TASK REQUIREMENTS: Put every line of the listing below into a numbered list, omitting any blank lines.

INFORMATION GIVEN:

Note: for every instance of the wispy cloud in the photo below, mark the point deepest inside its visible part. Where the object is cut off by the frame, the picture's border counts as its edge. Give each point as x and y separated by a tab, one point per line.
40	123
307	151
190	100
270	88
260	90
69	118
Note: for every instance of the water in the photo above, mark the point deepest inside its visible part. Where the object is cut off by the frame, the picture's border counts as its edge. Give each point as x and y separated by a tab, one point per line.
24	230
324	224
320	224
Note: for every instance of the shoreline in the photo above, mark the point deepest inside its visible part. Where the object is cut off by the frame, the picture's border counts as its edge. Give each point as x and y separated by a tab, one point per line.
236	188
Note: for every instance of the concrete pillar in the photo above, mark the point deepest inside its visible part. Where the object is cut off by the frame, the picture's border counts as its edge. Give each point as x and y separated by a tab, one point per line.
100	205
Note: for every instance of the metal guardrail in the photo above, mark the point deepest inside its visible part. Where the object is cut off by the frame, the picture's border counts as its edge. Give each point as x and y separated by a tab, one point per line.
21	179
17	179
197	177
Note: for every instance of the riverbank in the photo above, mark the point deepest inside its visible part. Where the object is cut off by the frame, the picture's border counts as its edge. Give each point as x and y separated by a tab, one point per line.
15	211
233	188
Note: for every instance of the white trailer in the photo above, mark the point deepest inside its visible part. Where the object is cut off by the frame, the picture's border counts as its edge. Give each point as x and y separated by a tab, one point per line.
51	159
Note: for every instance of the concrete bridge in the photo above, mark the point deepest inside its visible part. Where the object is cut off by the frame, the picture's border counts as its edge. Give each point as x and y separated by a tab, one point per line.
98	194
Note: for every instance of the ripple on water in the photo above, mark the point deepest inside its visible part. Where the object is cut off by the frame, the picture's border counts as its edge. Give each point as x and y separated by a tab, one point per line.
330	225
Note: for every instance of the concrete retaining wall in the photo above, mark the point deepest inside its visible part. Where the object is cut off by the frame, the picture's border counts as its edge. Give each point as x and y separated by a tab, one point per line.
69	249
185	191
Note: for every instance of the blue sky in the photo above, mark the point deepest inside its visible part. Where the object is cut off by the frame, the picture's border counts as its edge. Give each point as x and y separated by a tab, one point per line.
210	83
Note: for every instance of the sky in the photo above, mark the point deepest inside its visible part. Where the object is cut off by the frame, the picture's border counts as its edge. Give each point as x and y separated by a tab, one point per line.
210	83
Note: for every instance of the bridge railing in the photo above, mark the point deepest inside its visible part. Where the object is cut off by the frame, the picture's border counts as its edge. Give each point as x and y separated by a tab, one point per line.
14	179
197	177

WRITTEN SOLUTION:
1. Note: for every instance of the wispy cloud in the photo below, mark the point deepest inside its visible part. Where the object is cut off by the frame, the picture's border counts as its edge. Give each point as x and y separated by a tab, one point per line.
2. 40	123
3. 307	151
4. 190	100
5. 270	88
6. 260	90
7. 69	118
8. Note: for every instance of the water in the photo above, mark the point deepest inside its visible part. Where the object is cut off by the frame, the picture's border counts as its edge. Give each point as x and y separated by a tab, one point per line.
9. 24	230
10. 324	224
11. 320	224
12. Note: for every instance of the shoreline in the photo above, mark the point deepest inside its visible part. Where the object is cut off by the frame, the picture's border counts as its edge. Give each point as x and y separated by a tab, one point per line.
13. 236	188
14. Note: for every instance of the concrete pillar in the photo above, mark the point deepest inside its visible part. Where the object is cut off by the frame, the picture's border counts as its edge. Give each point as x and y separated by a tab, one point per line.
15. 100	205
16. Note: for every instance of the metal guardrail in the photo above, mark the point deepest inside its visible part. Where the object is cut off by the frame, the picture's border counts as its edge. Give each point as x and y separated by a tab, one point per line.
17. 21	179
18. 17	179
19. 197	177
20. Note: for every instance of the riverbank in the photo above, mark the point deepest inside its visible part. Where the object is cut off by the frame, the picture's border counts as its edge. Give each point as x and y separated by a tab, one point per line.
21. 15	211
22. 233	188
23. Note: for every instance of the white trailer in the photo above, mark the point deepest inside its visible part. Where the object is cut off by the frame, the picture's border counts as its edge. Give each point as x and y separated by a tab, one point per line.
24. 51	159
25. Note: for every instance of the concrete bridge in the photo above, mark the point deepest inside its visible part. Where the object is cut off by the frame, the picture's border counts as its edge. Give each point as x and y separated by a tab, one point per line.
26. 98	194
27. Note: for every instance of the ripple on water in the photo above, mark the point deepest inside its visible part. Where the object is cut off by the frame, the picture's border counts as its edge. Give each point as x and y separated by a tab, one point per line.
28. 330	225
29. Note: for every instance of the concrete retaining wall in the photo above, mark the point deepest inside its visible part. Where the object is cut off by the frame, the picture's border counts as its edge. Give each point as x and y separated by a tab, one point per line.
30. 69	249
31. 185	191
32. Note: for every instance of the blue sky in the photo above, mark the point deepest inside its visible part. Where the object is cut off by the frame, the picture's border counts as its edge. Give each point as x and y separated by a tab, one point per line.
33. 210	83
34. Note: for every instance of the sky in the photo above, mark the point deepest inside its visible part. Where the object is cut off by the frame, the picture's border counts as its edge. Give each point as x and y separated by a tab, one point per line.
35. 210	83
36. Note: for every instance of the bridge railing in the photo above, mark the point deepest inside its visible part. Where the object is cut off by the frame, the picture's border counts as its edge. Give each point as x and y separated by a tab, one point per line.
37. 14	179
38. 197	177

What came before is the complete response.